Please list every line in the entries below that contains the string "wall", copying each such line in full.

Start of SUPPLIED DATA

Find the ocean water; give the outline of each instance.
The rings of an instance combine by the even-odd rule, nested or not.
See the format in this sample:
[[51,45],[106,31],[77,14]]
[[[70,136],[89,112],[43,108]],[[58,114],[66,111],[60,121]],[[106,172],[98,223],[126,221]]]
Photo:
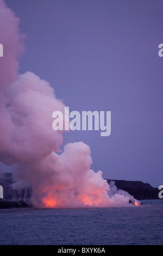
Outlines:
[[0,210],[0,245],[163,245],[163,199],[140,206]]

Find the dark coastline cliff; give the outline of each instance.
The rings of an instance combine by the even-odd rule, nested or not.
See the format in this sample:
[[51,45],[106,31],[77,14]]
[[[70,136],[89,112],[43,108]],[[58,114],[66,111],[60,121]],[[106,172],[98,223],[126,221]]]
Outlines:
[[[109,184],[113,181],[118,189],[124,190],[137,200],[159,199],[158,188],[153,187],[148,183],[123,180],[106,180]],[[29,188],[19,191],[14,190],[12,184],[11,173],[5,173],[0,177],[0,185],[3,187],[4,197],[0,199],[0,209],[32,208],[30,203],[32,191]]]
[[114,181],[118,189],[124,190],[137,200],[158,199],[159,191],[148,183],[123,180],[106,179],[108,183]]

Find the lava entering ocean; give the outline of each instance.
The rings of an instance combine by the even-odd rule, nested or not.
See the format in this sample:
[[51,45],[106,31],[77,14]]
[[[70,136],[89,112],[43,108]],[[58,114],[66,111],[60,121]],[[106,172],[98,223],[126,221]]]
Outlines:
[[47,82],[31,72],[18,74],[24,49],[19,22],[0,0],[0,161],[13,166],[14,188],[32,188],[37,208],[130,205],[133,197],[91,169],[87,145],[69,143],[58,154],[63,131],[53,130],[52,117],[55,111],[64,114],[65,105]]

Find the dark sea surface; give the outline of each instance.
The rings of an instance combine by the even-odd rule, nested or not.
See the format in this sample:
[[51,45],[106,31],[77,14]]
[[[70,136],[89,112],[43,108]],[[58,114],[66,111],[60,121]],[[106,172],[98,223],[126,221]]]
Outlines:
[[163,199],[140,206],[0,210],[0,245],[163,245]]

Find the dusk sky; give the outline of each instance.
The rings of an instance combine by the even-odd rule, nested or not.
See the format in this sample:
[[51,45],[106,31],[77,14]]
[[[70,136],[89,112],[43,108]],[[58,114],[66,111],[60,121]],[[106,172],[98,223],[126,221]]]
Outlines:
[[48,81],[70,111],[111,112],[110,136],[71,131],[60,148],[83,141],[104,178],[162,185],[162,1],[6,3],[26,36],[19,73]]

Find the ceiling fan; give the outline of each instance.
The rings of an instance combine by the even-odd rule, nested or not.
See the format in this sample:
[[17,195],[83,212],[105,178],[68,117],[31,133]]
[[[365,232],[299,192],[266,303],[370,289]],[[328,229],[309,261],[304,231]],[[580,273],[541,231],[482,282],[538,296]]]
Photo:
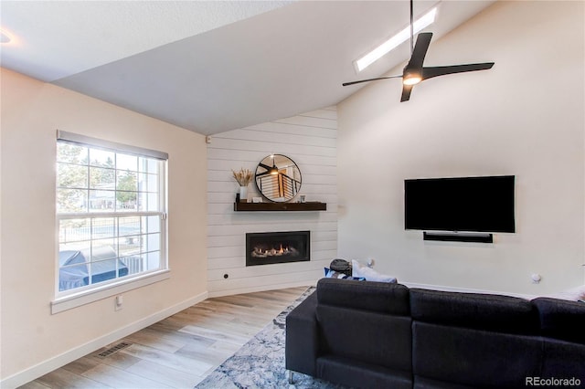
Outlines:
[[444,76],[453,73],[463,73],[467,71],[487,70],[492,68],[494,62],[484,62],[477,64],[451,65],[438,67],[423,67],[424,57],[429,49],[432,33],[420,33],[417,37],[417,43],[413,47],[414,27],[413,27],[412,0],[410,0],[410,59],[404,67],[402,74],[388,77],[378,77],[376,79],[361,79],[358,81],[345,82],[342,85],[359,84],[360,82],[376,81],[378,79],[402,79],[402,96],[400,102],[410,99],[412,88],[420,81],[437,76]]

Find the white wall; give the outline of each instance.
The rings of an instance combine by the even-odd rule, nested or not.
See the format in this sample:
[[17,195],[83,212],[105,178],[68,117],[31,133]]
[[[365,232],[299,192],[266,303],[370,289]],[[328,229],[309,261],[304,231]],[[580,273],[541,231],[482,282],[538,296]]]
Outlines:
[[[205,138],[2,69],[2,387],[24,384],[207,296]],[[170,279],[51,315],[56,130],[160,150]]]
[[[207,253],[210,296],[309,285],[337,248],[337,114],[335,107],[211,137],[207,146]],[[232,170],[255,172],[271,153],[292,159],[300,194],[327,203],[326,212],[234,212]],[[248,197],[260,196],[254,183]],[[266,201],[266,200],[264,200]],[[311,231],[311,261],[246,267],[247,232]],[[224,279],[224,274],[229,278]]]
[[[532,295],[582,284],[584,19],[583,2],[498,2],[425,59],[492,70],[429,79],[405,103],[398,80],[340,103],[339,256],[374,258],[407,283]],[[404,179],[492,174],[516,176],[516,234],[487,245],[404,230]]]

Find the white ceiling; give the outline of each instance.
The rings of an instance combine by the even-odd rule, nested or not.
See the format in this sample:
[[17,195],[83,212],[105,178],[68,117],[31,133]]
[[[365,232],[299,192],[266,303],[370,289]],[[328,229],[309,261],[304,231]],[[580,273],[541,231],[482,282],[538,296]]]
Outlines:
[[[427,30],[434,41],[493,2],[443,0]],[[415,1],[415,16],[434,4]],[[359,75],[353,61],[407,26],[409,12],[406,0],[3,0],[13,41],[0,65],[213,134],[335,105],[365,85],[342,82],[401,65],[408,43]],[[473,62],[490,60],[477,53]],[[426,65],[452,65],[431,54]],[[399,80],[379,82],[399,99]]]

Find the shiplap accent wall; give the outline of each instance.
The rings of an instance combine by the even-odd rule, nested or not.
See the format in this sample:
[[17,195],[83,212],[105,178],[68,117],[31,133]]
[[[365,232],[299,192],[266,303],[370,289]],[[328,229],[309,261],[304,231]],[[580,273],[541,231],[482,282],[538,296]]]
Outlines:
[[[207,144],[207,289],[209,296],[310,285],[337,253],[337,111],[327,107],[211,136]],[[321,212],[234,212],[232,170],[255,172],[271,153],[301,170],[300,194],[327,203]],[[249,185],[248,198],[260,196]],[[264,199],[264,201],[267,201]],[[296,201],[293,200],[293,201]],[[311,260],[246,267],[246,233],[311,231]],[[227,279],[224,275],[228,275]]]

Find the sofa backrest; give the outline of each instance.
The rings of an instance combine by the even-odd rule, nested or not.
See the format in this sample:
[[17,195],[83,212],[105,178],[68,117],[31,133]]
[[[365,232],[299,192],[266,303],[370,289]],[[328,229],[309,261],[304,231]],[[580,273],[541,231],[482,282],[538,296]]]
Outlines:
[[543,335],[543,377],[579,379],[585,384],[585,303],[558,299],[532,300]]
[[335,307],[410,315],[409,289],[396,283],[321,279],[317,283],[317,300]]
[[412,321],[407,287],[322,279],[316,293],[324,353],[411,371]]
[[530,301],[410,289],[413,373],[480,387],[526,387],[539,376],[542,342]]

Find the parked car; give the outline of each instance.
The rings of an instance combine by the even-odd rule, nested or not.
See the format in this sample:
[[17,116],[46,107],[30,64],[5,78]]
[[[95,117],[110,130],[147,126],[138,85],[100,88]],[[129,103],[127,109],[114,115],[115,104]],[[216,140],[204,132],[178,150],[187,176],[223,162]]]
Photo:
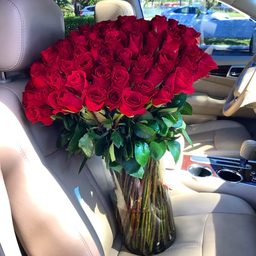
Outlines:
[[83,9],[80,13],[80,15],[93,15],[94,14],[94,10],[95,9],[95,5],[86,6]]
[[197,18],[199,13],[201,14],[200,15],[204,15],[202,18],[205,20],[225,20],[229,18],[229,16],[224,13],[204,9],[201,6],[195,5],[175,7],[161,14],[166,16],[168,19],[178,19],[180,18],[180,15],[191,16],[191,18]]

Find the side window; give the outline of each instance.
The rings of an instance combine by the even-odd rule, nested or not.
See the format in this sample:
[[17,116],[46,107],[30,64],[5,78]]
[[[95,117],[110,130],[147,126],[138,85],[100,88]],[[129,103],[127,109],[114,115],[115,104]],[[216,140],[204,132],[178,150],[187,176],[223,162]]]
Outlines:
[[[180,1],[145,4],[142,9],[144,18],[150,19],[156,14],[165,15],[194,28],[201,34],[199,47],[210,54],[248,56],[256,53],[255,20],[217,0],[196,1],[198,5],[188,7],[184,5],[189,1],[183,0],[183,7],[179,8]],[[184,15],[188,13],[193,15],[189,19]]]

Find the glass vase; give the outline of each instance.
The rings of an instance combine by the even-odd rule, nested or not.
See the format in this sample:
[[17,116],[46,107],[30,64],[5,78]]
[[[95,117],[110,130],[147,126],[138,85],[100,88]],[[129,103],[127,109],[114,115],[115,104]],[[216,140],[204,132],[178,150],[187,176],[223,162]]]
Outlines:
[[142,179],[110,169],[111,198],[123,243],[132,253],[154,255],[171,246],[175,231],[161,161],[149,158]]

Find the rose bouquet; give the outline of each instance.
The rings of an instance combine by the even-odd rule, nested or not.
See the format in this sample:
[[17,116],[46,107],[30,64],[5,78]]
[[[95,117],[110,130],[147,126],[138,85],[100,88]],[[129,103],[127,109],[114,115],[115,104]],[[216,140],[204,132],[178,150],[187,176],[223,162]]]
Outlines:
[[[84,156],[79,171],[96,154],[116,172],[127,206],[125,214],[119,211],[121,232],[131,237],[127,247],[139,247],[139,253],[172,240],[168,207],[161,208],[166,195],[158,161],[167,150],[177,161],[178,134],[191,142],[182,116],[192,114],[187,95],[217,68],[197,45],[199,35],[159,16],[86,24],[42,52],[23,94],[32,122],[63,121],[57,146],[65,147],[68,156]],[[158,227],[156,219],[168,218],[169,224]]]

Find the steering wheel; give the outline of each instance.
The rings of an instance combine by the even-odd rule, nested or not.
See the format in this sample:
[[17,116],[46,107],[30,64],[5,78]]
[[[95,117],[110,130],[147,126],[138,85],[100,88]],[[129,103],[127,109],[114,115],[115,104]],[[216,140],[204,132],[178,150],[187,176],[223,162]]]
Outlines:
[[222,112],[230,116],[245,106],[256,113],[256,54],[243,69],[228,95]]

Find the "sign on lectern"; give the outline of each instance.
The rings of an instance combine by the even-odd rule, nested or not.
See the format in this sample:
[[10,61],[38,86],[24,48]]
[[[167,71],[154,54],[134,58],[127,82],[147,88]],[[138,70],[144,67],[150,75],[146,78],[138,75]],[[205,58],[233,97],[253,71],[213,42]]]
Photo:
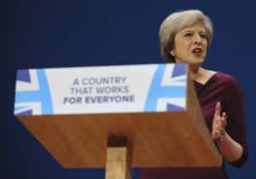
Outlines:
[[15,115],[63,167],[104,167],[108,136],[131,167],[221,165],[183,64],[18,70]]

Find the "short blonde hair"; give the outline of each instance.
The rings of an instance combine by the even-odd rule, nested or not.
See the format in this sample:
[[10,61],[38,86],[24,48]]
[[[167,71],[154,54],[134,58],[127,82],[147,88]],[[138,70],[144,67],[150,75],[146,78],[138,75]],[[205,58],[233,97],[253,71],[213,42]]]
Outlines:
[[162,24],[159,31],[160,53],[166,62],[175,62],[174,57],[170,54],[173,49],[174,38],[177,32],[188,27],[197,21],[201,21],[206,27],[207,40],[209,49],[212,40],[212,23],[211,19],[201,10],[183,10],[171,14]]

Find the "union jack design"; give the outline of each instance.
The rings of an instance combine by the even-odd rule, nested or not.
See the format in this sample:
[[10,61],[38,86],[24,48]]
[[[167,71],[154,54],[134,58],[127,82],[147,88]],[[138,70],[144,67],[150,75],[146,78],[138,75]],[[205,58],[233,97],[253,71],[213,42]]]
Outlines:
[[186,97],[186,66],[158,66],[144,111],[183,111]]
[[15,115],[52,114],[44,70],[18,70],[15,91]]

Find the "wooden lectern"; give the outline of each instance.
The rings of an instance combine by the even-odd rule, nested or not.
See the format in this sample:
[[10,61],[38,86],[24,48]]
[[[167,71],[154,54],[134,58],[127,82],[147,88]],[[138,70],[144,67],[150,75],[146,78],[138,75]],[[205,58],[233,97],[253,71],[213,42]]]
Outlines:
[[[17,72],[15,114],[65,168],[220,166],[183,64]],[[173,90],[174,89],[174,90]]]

End of SUPPLIED DATA

TASK OUTPUT =>
Find the white wall; give the outline of each instance.
Find the shiplap accent wall; give the outline of each instance.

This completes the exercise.